### Input records

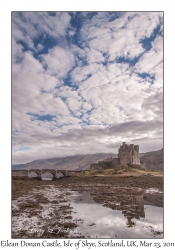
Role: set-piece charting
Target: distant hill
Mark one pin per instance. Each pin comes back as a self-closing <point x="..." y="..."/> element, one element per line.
<point x="152" y="160"/>
<point x="76" y="162"/>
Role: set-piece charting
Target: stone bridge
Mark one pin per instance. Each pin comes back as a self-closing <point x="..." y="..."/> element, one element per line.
<point x="39" y="172"/>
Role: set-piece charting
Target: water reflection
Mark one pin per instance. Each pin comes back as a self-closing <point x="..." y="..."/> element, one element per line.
<point x="131" y="218"/>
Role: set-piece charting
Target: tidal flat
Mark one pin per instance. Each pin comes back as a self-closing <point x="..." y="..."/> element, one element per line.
<point x="123" y="207"/>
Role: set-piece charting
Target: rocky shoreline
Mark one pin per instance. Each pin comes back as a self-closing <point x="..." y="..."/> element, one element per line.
<point x="30" y="199"/>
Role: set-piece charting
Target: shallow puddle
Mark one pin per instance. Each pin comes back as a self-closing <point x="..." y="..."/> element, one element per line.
<point x="52" y="212"/>
<point x="97" y="221"/>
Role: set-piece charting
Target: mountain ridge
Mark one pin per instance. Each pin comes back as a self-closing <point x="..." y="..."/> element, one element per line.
<point x="152" y="160"/>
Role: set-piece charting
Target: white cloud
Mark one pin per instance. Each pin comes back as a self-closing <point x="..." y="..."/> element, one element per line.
<point x="58" y="61"/>
<point x="92" y="99"/>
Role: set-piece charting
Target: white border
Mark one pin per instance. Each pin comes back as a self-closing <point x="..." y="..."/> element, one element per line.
<point x="5" y="93"/>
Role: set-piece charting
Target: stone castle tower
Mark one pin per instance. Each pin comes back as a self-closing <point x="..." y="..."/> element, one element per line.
<point x="129" y="154"/>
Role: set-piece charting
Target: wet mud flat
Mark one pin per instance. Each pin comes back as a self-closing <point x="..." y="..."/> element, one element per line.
<point x="90" y="207"/>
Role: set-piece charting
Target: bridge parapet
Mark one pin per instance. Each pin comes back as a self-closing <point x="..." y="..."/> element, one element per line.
<point x="39" y="172"/>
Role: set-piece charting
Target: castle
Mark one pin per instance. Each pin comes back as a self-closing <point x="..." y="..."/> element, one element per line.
<point x="128" y="156"/>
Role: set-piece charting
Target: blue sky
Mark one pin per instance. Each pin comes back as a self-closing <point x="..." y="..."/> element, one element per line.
<point x="83" y="82"/>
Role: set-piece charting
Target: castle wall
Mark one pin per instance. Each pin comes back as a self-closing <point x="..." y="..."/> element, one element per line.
<point x="129" y="154"/>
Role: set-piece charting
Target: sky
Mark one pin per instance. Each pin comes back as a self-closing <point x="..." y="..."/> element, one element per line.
<point x="84" y="82"/>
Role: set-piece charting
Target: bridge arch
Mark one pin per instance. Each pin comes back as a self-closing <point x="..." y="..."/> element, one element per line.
<point x="34" y="173"/>
<point x="48" y="171"/>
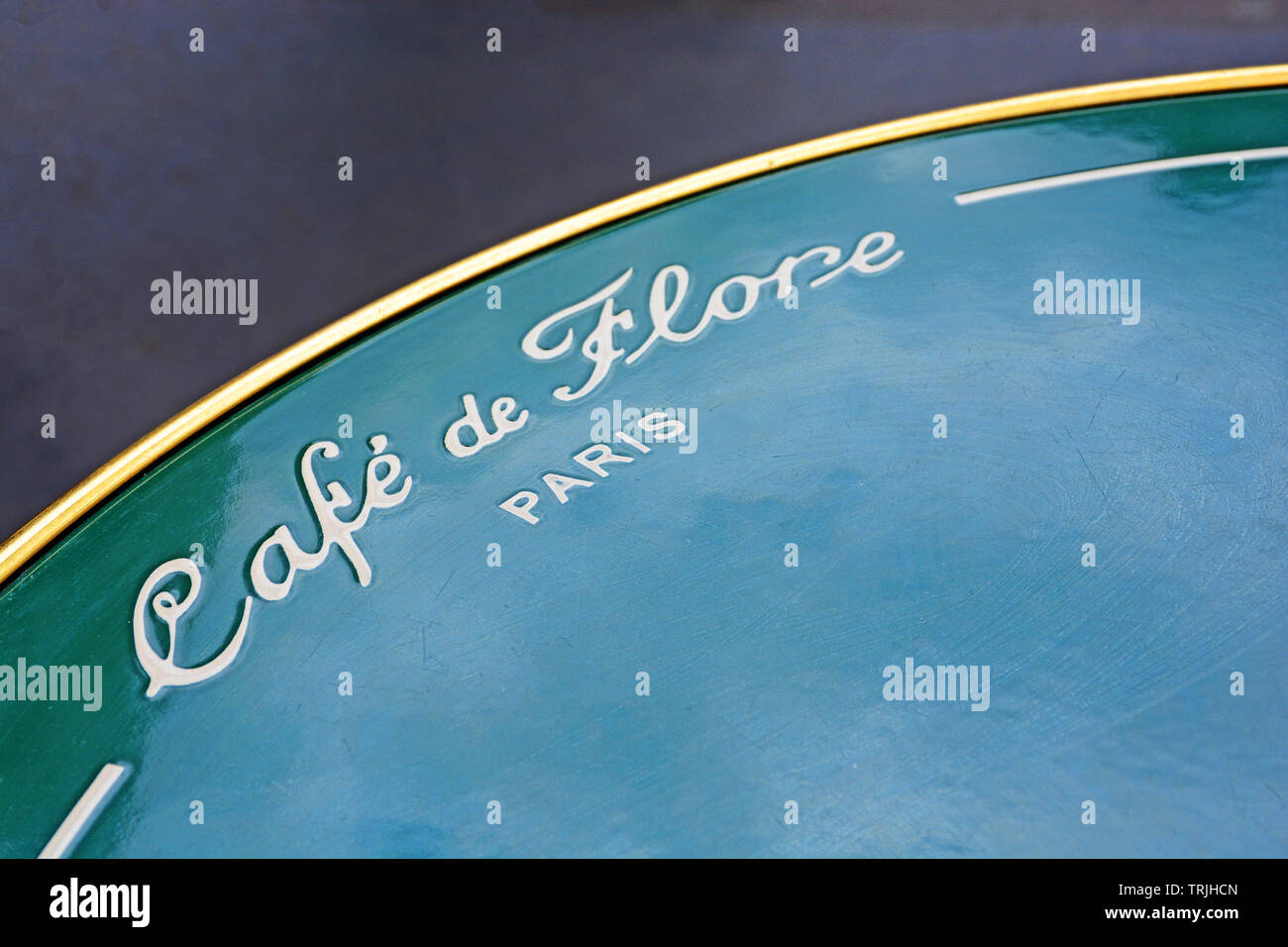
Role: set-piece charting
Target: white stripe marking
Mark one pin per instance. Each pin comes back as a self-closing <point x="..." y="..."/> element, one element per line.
<point x="84" y="812"/>
<point x="1022" y="187"/>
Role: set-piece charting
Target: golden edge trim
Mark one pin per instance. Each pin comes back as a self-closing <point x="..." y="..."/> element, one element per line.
<point x="31" y="539"/>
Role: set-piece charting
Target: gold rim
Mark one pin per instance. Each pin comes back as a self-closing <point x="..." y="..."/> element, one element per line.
<point x="33" y="539"/>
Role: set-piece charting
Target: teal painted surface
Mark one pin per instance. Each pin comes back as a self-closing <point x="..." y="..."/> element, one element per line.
<point x="812" y="427"/>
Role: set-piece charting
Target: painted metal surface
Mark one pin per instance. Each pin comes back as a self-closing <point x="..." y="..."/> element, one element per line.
<point x="809" y="427"/>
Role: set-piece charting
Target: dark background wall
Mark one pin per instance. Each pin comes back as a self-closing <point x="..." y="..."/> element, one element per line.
<point x="223" y="163"/>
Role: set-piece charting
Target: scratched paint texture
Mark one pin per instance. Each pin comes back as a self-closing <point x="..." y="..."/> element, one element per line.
<point x="516" y="684"/>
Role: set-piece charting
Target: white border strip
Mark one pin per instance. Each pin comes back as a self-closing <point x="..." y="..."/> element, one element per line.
<point x="84" y="812"/>
<point x="1024" y="187"/>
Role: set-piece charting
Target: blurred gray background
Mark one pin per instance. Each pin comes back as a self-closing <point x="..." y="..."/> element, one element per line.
<point x="223" y="163"/>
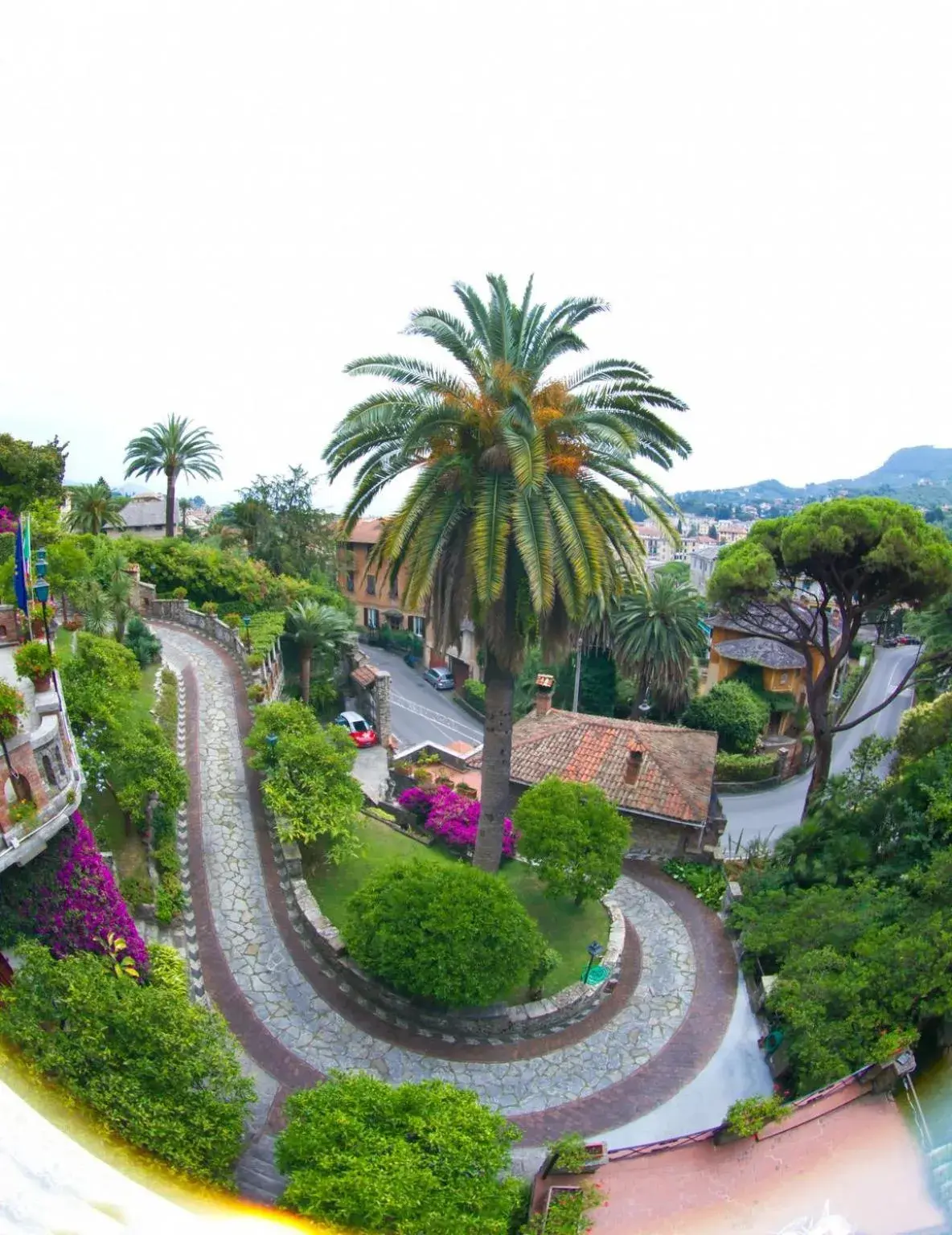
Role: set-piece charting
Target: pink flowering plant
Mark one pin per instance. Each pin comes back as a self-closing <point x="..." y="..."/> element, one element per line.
<point x="452" y="818"/>
<point x="69" y="901"/>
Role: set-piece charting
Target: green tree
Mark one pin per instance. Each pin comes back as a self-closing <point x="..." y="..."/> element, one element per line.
<point x="657" y="635"/>
<point x="96" y="507"/>
<point x="415" y="1159"/>
<point x="861" y="553"/>
<point x="308" y="783"/>
<point x="30" y="474"/>
<point x="451" y="933"/>
<point x="324" y="635"/>
<point x="733" y="712"/>
<point x="165" y="1073"/>
<point x="173" y="449"/>
<point x="574" y="836"/>
<point x="507" y="521"/>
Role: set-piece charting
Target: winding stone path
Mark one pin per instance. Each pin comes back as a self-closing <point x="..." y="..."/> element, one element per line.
<point x="295" y="1023"/>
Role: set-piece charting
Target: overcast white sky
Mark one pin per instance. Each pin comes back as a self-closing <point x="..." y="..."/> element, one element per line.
<point x="210" y="207"/>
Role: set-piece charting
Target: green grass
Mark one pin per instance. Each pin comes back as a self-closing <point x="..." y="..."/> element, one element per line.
<point x="567" y="928"/>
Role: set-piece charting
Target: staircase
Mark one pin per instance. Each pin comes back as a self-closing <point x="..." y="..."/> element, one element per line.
<point x="256" y="1175"/>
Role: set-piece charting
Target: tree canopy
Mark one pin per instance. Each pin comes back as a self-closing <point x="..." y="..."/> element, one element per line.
<point x="420" y="1159"/>
<point x="806" y="581"/>
<point x="574" y="836"/>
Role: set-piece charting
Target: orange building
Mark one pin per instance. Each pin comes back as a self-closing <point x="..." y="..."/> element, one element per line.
<point x="380" y="601"/>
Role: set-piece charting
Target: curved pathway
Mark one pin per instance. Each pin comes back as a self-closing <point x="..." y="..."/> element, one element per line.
<point x="650" y="1039"/>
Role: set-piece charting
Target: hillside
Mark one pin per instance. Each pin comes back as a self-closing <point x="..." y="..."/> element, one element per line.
<point x="919" y="474"/>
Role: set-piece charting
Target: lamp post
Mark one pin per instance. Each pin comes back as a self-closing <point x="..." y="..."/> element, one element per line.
<point x="594" y="951"/>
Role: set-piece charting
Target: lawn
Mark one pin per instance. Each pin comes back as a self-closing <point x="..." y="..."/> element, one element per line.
<point x="567" y="928"/>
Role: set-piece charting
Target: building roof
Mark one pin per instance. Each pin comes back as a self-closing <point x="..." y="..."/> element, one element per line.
<point x="677" y="771"/>
<point x="765" y="652"/>
<point x="145" y="511"/>
<point x="366" y="531"/>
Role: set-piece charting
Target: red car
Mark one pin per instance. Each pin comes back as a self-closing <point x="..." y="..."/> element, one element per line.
<point x="359" y="729"/>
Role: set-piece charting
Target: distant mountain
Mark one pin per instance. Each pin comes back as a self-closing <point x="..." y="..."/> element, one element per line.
<point x="919" y="474"/>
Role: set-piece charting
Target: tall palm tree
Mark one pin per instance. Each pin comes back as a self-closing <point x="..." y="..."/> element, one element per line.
<point x="507" y="520"/>
<point x="322" y="634"/>
<point x="656" y="635"/>
<point x="174" y="449"/>
<point x="94" y="507"/>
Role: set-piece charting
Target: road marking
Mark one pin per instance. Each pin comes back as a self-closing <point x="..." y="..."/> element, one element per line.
<point x="449" y="723"/>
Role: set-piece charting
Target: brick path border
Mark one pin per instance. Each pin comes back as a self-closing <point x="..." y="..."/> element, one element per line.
<point x="667" y="1073"/>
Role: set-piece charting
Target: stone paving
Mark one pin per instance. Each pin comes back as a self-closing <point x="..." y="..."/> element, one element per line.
<point x="318" y="1035"/>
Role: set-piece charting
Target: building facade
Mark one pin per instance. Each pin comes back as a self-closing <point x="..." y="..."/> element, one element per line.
<point x="42" y="758"/>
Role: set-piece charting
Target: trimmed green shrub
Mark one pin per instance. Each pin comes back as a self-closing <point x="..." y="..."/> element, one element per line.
<point x="167" y="968"/>
<point x="158" y="1069"/>
<point x="745" y="767"/>
<point x="449" y="933"/>
<point x="733" y="712"/>
<point x="420" y="1158"/>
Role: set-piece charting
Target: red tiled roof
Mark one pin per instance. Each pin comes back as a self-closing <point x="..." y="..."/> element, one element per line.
<point x="677" y="769"/>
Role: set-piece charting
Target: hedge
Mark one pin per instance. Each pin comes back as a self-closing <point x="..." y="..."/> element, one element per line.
<point x="745" y="767"/>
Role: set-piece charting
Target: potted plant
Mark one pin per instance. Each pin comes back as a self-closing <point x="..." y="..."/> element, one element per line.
<point x="573" y="1155"/>
<point x="35" y="661"/>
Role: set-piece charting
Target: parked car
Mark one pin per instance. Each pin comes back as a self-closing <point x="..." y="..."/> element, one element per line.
<point x="359" y="730"/>
<point x="441" y="679"/>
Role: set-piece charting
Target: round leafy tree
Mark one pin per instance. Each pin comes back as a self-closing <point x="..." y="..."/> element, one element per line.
<point x="422" y="1158"/>
<point x="574" y="835"/>
<point x="733" y="712"/>
<point x="451" y="933"/>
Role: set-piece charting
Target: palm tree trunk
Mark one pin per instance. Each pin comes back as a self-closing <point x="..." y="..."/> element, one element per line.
<point x="306" y="675"/>
<point x="497" y="761"/>
<point x="170" y="504"/>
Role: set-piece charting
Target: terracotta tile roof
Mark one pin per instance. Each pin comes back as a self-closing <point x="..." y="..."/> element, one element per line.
<point x="366" y="531"/>
<point x="364" y="675"/>
<point x="677" y="769"/>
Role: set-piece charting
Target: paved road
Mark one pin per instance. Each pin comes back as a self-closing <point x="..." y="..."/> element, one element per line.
<point x="419" y="713"/>
<point x="774" y="811"/>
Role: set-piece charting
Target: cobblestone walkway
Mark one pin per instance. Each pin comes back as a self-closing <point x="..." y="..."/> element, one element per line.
<point x="318" y="1035"/>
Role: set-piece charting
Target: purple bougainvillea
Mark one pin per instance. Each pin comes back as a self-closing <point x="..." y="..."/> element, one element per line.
<point x="452" y="818"/>
<point x="76" y="905"/>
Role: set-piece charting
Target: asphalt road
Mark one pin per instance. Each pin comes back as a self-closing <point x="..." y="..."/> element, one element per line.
<point x="774" y="811"/>
<point x="417" y="712"/>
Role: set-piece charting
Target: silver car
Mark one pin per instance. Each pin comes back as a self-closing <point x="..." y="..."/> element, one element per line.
<point x="442" y="679"/>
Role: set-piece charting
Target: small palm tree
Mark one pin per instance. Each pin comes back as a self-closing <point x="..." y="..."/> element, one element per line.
<point x="174" y="449"/>
<point x="507" y="521"/>
<point x="94" y="507"/>
<point x="656" y="635"/>
<point x="322" y="634"/>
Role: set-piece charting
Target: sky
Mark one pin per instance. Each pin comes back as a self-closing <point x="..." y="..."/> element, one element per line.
<point x="211" y="207"/>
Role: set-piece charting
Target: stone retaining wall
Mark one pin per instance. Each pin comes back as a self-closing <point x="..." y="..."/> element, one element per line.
<point x="497" y="1023"/>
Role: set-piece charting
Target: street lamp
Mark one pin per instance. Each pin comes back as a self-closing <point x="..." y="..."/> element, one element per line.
<point x="594" y="951"/>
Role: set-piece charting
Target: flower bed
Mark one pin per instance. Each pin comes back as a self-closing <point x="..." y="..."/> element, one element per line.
<point x="451" y="817"/>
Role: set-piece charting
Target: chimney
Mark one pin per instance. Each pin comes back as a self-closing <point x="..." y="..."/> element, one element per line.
<point x="544" y="686"/>
<point x="633" y="764"/>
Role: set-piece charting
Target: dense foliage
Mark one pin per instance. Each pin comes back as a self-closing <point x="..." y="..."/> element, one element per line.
<point x="421" y="1159"/>
<point x="573" y="835"/>
<point x="68" y="899"/>
<point x="308" y="783"/>
<point x="449" y="933"/>
<point x="514" y="519"/>
<point x="161" y="1071"/>
<point x="852" y="913"/>
<point x="452" y="818"/>
<point x="733" y="712"/>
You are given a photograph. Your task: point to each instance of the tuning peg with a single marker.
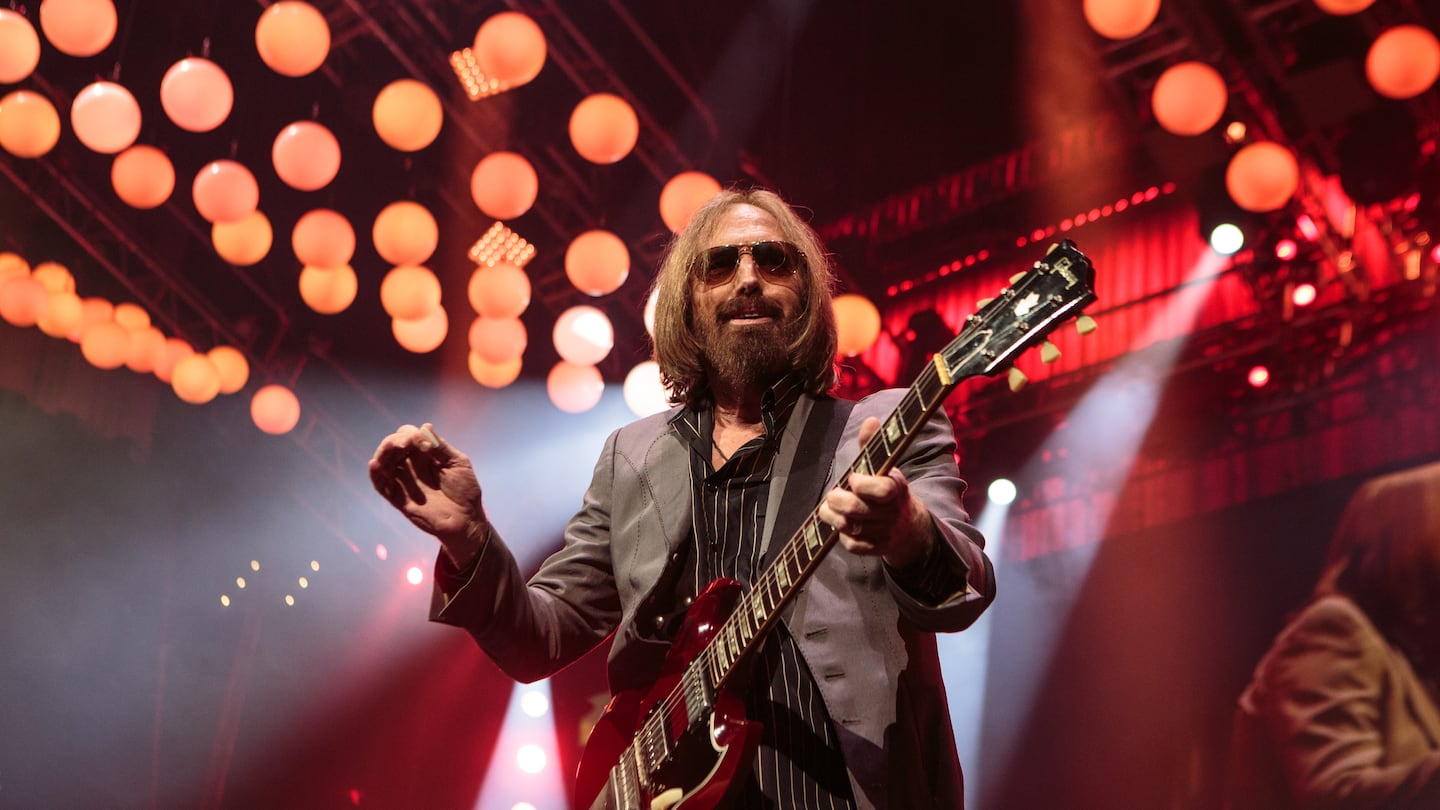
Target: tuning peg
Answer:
(1017, 379)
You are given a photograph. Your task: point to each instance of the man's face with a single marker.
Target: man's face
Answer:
(748, 322)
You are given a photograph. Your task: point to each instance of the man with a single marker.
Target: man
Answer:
(848, 685)
(1344, 708)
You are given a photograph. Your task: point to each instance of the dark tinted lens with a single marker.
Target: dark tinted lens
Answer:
(722, 260)
(771, 255)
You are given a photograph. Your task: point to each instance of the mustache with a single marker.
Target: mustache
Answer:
(749, 306)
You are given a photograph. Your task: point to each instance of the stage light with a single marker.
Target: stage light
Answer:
(498, 291)
(530, 758)
(1227, 238)
(1001, 492)
(583, 335)
(575, 388)
(534, 704)
(504, 185)
(596, 263)
(857, 323)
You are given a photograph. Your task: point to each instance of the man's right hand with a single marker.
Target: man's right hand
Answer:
(434, 486)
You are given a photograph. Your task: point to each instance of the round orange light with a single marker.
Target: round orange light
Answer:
(78, 28)
(504, 185)
(493, 375)
(196, 379)
(293, 38)
(23, 300)
(225, 190)
(497, 340)
(196, 94)
(405, 232)
(1262, 176)
(105, 117)
(575, 388)
(1403, 62)
(857, 325)
(146, 348)
(232, 368)
(510, 48)
(329, 290)
(323, 238)
(596, 263)
(306, 154)
(408, 116)
(424, 333)
(1188, 98)
(683, 195)
(1121, 19)
(245, 241)
(143, 176)
(604, 128)
(500, 291)
(29, 124)
(409, 291)
(275, 410)
(105, 345)
(19, 48)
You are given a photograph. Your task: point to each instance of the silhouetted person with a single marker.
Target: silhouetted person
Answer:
(1341, 712)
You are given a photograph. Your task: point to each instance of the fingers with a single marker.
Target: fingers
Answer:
(402, 461)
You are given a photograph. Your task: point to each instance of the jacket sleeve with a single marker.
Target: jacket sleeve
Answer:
(958, 581)
(570, 606)
(1325, 693)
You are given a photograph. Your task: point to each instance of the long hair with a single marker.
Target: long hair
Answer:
(678, 350)
(1386, 557)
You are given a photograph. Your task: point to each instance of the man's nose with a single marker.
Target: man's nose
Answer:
(746, 274)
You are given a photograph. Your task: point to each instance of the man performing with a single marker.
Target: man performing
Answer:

######

**Set task:**
Lay out the lines from the one with "man with a single marker." up to and including the one with "(1344, 708)" as a Markdown table with the columns "Index" and "Line", skipping any blank lines.

**Solution below:**
| Index | Line |
|---|---|
| 1 | You are given a photograph. Your task: point to each instance of the man with a single marker. |
| 2 | Target: man |
| 3 | Answer: |
| 4 | (848, 685) |
| 5 | (1344, 708) |